Task a |
Count the lines in the listing below that contain the string "engine". Reply with the number only.

========

Ask HN: Non-compete: how do I prove when I started a project? - eeeeaaii

I have a project I've been working on for about a year in my personal time (weekends, nights, etc) when not at work.  It's basically a game.  I was planning to launch this on the web at some point in the coming few months, and later on in the app store/android market if possible.  So, the thing is, I just received a job offer from a large tech company and I'd like to accept.  They will ask me to sign a non-compete (it's legal where they are).  But the problem is that, unlike my previous company, this company is in many different lines of business, including games.  So there is overlap there.  I have been reading up on non-competes and it looks like they are non-enforcable unless the company can demonstrate that confidential information/trade secrets was actually stolen and used to help the competitor in question.
So the thing is, most of the code for this project is already written.  But if the game became popular and they came after me, how would I prove that?  It's not open source so I can't point to a github commit history or anything like that.  Do courts look at modification dates/times on files?    I realize this probably paranoid, I doubt this company is going to come after me for my hobby iphone app or whatever.  However I'm just wondering if anyone has any insight into what I should do in this situation.  (also, I won't actually be working in the games division itself, if that makes any difference).  Thanks HN.

========

Task b |
According to the Ask HN post, why can't the poster point to a GitHub commit history for the project?

========

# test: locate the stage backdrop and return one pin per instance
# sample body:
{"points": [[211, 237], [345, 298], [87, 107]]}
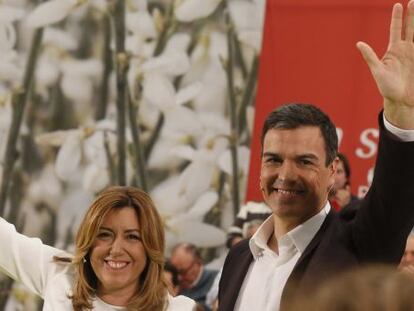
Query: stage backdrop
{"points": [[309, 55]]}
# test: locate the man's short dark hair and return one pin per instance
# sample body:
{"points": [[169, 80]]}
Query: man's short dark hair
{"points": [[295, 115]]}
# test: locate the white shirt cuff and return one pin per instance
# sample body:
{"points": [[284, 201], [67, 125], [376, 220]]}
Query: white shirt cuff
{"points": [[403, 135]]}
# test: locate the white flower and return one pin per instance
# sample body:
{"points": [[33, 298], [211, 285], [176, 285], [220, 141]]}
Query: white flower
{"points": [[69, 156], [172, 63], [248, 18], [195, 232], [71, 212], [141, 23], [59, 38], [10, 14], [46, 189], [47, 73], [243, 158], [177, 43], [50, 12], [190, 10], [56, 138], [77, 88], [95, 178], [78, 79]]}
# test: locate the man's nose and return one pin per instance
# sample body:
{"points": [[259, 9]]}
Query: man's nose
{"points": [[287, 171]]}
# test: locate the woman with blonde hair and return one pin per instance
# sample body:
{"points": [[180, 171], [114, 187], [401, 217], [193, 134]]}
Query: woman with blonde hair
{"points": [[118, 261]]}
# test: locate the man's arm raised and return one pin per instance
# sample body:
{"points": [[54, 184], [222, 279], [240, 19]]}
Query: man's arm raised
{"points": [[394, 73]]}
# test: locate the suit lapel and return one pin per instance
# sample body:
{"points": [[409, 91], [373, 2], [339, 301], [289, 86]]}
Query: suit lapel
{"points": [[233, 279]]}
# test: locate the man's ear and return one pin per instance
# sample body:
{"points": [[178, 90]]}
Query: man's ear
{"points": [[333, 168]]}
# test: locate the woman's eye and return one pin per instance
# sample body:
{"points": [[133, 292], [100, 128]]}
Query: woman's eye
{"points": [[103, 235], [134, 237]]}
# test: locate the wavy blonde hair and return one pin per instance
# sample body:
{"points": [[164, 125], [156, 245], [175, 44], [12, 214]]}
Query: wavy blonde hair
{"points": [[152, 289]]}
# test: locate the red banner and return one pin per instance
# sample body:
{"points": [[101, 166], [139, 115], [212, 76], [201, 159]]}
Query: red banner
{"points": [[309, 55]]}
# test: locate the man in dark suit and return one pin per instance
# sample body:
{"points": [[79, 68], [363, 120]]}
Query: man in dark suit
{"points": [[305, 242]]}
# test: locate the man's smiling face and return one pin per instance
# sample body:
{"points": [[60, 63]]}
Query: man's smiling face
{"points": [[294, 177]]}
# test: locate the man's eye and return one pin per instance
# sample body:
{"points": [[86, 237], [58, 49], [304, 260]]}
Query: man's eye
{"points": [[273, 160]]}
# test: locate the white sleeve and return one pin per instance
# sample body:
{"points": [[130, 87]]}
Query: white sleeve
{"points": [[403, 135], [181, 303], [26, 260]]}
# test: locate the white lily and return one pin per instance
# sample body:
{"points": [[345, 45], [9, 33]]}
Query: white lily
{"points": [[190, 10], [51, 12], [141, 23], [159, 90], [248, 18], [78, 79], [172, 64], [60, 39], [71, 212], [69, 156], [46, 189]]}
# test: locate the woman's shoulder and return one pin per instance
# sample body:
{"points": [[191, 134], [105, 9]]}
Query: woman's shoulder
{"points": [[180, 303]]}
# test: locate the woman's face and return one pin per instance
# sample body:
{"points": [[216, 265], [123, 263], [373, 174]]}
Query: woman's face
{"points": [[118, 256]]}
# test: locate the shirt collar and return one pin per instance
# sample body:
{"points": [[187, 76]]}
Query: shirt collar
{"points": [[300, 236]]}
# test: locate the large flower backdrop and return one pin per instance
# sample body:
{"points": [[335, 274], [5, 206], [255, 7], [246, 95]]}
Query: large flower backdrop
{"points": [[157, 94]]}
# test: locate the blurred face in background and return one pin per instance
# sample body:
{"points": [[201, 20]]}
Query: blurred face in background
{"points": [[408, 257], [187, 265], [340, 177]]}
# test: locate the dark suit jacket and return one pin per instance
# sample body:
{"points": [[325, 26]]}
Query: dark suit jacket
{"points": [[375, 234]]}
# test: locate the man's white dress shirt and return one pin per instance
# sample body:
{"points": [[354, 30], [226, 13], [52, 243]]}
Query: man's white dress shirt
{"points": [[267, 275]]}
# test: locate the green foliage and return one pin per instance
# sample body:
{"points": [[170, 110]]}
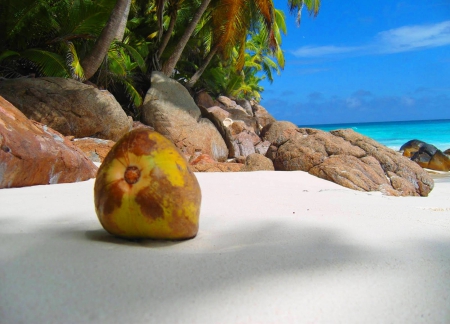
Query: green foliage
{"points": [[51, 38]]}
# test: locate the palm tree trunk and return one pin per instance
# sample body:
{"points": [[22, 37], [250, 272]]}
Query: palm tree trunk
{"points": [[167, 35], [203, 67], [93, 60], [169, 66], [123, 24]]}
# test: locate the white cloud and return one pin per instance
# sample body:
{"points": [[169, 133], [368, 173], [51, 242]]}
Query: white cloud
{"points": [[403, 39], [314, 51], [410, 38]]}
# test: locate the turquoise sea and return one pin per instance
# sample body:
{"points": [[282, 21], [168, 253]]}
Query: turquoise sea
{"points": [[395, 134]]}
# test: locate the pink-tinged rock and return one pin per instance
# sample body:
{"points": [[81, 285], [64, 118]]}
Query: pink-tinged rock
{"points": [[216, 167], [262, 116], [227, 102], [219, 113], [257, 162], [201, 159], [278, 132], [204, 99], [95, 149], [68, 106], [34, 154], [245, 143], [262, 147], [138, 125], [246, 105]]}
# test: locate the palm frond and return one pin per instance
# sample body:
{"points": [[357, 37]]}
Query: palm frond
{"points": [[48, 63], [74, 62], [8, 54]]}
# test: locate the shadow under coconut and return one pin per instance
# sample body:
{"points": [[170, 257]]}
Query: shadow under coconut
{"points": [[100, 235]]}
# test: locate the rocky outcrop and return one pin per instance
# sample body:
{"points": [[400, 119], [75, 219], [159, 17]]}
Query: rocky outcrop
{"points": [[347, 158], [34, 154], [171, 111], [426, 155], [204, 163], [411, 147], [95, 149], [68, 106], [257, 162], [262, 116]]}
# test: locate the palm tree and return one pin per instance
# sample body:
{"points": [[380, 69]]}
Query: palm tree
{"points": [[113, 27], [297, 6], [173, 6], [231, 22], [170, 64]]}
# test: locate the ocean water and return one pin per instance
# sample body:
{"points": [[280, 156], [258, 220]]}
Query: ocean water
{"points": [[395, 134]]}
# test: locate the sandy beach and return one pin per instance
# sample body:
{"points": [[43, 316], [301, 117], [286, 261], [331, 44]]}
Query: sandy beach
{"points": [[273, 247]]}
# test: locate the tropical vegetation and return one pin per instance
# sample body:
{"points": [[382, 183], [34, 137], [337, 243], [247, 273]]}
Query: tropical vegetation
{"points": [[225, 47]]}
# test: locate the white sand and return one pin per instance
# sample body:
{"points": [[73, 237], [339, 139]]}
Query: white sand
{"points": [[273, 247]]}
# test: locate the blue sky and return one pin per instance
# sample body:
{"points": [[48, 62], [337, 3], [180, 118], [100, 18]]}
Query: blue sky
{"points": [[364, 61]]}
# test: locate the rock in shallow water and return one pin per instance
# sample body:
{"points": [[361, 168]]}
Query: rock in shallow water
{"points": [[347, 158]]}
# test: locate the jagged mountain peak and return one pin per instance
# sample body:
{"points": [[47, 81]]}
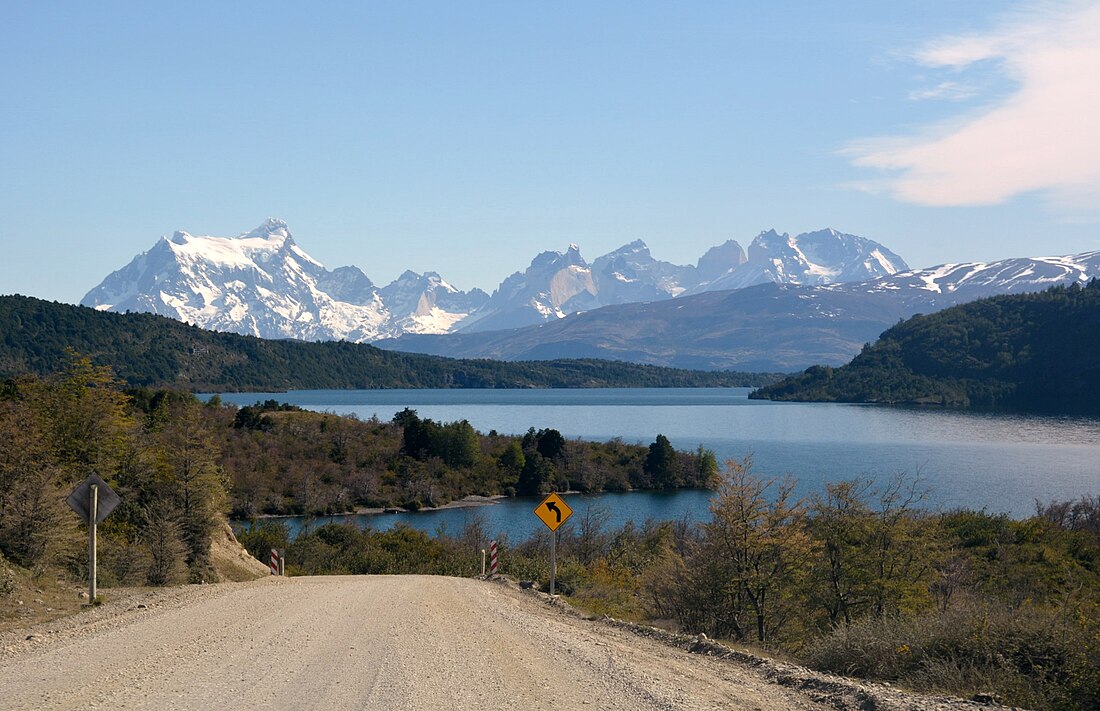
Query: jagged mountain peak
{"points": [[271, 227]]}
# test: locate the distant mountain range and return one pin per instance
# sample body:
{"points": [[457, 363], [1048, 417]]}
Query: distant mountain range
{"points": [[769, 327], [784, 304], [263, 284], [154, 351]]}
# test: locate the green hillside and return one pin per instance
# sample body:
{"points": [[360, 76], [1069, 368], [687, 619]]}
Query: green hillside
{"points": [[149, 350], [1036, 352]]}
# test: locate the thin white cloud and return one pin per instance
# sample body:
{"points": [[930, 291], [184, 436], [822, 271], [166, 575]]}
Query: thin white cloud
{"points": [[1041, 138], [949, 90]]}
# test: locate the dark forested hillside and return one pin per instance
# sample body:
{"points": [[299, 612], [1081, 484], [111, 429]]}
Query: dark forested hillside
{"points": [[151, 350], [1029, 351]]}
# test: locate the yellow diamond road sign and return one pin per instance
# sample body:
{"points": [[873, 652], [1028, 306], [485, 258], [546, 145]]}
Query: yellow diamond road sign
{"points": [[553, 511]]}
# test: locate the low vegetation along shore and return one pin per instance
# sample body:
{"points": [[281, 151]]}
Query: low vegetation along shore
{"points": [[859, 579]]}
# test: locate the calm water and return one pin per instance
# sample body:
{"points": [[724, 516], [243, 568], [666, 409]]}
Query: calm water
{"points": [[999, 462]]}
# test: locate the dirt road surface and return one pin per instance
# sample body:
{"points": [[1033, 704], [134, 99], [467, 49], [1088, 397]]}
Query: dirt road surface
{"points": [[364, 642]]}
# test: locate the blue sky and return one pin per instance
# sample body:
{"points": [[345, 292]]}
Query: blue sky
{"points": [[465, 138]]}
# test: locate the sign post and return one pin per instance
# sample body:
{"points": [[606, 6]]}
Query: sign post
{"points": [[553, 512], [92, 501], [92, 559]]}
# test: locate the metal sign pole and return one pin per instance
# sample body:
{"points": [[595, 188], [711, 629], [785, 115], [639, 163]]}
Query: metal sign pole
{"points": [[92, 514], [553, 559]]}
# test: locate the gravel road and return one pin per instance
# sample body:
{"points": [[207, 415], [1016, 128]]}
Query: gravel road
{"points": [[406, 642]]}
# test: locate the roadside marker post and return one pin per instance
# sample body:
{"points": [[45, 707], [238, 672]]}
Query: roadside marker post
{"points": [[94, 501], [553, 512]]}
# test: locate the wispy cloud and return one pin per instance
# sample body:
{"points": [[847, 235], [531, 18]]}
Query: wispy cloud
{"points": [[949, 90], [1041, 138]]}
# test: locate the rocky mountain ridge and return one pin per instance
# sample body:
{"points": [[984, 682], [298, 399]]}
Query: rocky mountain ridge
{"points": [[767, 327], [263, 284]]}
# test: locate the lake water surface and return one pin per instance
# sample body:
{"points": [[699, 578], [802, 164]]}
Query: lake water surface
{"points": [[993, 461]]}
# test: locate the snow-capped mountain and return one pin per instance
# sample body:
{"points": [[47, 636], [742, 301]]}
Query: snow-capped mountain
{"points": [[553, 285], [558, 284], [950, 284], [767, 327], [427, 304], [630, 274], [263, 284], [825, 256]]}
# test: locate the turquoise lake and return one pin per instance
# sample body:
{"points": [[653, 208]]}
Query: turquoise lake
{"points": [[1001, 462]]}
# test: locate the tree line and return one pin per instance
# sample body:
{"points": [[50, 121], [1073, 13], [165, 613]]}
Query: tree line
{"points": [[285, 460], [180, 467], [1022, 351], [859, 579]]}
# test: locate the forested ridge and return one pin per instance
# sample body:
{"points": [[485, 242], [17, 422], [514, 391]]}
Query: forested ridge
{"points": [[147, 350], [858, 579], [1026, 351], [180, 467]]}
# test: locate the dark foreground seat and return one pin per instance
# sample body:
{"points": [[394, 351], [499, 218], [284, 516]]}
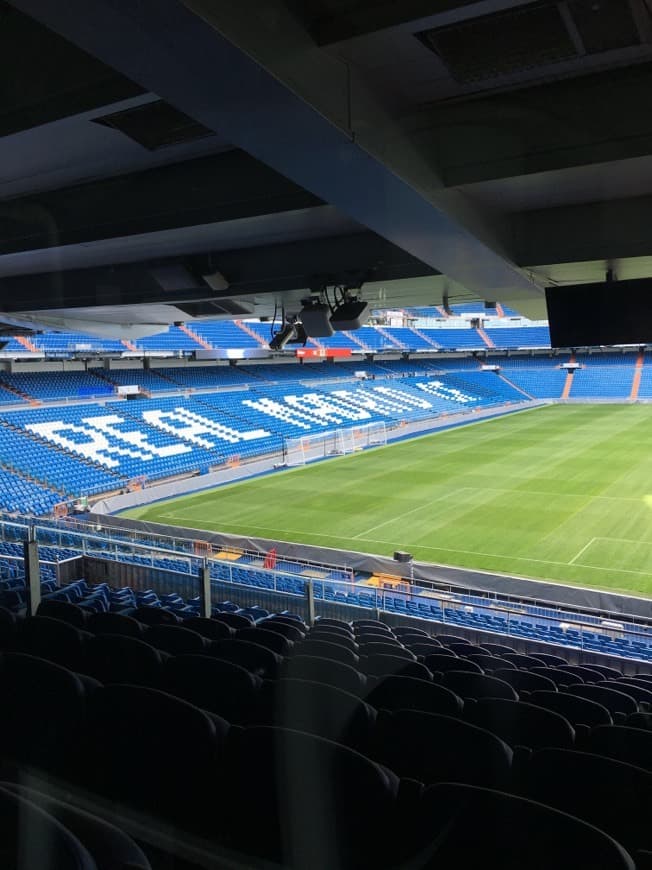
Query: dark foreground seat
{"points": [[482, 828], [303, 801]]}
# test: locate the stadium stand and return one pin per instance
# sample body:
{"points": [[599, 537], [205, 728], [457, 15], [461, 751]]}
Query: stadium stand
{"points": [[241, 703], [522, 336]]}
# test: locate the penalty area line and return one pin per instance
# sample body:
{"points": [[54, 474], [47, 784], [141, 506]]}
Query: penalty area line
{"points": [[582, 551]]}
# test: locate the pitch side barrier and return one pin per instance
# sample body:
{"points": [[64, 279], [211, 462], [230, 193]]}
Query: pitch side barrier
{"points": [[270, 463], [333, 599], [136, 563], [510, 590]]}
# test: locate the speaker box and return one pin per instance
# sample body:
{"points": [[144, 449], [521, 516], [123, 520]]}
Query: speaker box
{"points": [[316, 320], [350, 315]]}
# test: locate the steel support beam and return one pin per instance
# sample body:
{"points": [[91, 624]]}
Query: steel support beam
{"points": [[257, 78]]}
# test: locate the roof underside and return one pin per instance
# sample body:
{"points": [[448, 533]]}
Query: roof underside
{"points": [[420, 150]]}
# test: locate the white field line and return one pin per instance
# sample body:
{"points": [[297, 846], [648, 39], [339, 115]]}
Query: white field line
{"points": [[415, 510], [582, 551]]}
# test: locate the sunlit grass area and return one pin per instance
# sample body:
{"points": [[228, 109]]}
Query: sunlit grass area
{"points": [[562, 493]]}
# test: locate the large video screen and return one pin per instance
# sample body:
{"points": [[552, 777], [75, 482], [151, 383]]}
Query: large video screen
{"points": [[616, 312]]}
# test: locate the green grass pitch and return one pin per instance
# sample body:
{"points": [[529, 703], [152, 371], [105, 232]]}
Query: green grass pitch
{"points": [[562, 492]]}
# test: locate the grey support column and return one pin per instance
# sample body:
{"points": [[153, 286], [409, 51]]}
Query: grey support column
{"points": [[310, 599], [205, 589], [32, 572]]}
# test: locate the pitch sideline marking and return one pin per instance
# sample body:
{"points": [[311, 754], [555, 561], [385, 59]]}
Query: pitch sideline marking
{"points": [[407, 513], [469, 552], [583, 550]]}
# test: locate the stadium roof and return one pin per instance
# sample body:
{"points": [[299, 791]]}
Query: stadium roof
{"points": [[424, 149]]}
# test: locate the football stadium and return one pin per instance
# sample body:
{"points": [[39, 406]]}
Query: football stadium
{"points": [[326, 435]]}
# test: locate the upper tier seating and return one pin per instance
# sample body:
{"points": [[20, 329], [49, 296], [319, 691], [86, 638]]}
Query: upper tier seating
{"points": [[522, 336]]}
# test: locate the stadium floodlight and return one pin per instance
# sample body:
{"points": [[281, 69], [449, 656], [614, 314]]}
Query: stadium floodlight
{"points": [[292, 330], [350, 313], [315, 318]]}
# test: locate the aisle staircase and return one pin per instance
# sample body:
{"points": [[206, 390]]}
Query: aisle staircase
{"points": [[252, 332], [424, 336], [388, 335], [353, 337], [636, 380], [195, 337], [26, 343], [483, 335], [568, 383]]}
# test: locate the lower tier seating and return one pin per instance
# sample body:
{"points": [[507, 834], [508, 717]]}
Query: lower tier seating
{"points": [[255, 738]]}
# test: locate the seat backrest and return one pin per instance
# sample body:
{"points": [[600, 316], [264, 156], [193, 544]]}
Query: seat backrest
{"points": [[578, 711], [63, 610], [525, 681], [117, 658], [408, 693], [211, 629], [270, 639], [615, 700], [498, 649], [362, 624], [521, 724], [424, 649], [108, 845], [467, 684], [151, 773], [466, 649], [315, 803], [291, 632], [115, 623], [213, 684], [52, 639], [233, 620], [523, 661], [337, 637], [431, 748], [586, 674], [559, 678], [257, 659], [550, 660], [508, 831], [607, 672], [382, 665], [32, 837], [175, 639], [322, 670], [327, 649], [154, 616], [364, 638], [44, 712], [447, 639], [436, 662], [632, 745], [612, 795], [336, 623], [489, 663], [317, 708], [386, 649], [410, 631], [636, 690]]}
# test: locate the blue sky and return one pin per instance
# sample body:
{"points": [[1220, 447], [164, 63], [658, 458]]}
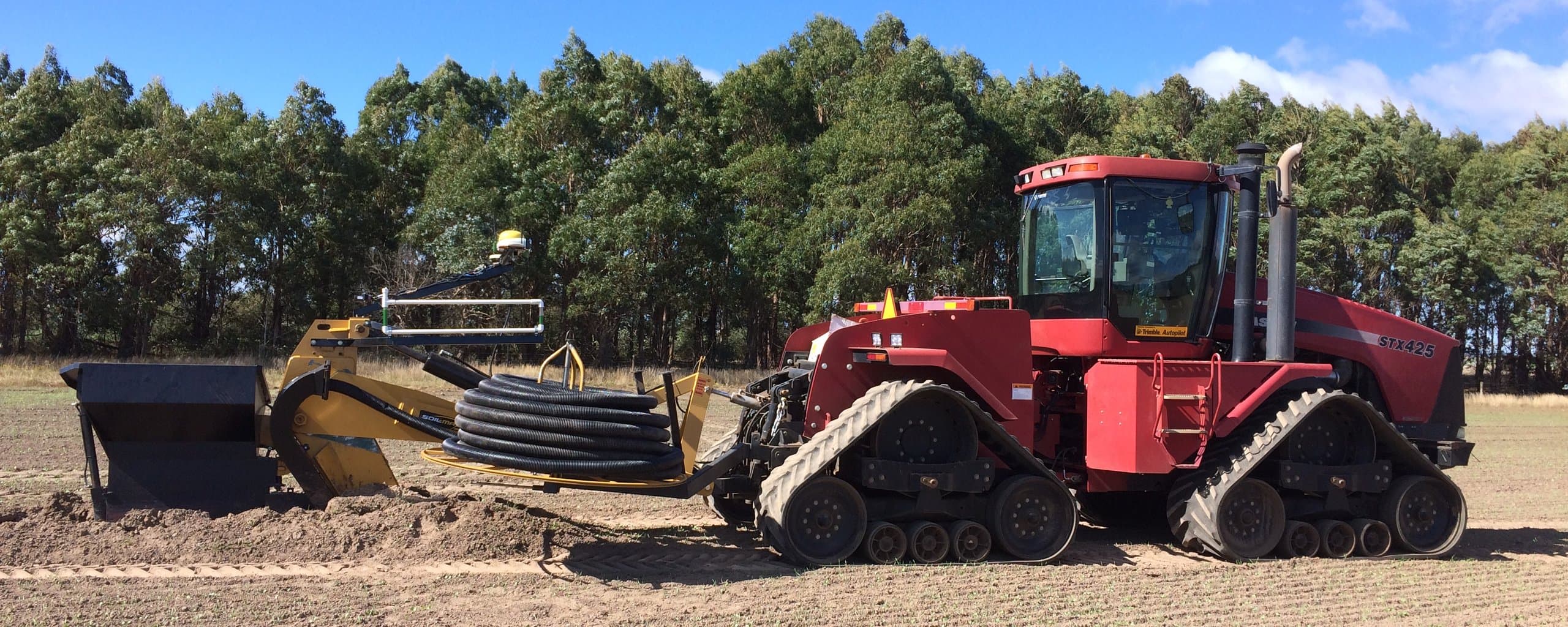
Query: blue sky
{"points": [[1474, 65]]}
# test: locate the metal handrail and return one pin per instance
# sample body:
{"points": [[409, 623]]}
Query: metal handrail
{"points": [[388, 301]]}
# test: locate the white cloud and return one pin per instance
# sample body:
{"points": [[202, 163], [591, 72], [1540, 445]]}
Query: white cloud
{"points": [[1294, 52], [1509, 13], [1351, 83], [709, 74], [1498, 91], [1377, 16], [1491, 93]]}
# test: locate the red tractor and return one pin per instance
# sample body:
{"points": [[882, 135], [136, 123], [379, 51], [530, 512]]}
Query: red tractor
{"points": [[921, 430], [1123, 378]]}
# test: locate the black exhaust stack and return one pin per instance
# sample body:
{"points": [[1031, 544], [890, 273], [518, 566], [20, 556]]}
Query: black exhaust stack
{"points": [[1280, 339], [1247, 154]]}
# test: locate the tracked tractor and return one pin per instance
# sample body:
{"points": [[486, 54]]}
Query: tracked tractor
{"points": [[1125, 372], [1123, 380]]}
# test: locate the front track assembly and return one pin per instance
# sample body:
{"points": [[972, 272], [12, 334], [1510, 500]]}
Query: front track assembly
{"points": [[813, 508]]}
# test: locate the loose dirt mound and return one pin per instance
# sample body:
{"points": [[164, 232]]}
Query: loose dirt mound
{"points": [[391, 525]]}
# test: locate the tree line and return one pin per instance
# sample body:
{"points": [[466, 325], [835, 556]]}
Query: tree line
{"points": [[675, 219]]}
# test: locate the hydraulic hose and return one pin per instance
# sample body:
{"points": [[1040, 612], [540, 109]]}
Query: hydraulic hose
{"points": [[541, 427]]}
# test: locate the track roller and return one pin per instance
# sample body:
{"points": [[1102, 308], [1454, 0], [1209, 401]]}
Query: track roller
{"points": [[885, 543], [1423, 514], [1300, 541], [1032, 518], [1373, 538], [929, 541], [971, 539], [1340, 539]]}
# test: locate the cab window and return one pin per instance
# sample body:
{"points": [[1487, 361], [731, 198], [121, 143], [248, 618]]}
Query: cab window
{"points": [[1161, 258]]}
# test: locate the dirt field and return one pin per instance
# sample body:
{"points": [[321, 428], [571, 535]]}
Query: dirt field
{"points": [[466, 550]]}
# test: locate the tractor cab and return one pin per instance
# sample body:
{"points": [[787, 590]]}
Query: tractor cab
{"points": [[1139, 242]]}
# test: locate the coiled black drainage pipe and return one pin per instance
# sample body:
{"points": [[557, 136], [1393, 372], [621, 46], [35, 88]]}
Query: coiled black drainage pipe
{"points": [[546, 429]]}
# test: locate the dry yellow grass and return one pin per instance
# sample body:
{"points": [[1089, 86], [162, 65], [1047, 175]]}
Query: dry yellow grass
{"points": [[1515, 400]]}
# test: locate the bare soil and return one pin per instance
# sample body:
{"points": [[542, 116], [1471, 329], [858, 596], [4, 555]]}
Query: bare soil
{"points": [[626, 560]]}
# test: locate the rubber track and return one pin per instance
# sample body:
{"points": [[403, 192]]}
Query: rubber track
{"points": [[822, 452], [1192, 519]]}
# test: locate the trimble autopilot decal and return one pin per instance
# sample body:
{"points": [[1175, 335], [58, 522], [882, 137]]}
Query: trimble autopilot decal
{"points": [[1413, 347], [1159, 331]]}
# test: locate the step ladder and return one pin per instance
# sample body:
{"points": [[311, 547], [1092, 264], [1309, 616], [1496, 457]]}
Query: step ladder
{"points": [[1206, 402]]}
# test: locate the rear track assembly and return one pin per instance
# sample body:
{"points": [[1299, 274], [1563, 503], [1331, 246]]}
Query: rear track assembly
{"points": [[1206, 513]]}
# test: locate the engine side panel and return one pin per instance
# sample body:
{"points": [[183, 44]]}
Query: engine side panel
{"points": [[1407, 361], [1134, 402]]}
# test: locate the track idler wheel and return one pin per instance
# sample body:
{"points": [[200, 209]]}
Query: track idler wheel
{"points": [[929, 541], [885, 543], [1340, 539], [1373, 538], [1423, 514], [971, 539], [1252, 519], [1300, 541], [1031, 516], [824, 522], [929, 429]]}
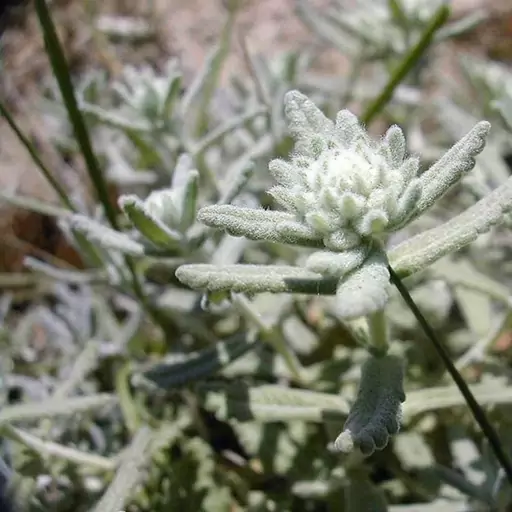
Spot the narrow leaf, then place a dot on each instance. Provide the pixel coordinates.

========

Full output a |
2

Full output b |
The project is not open source.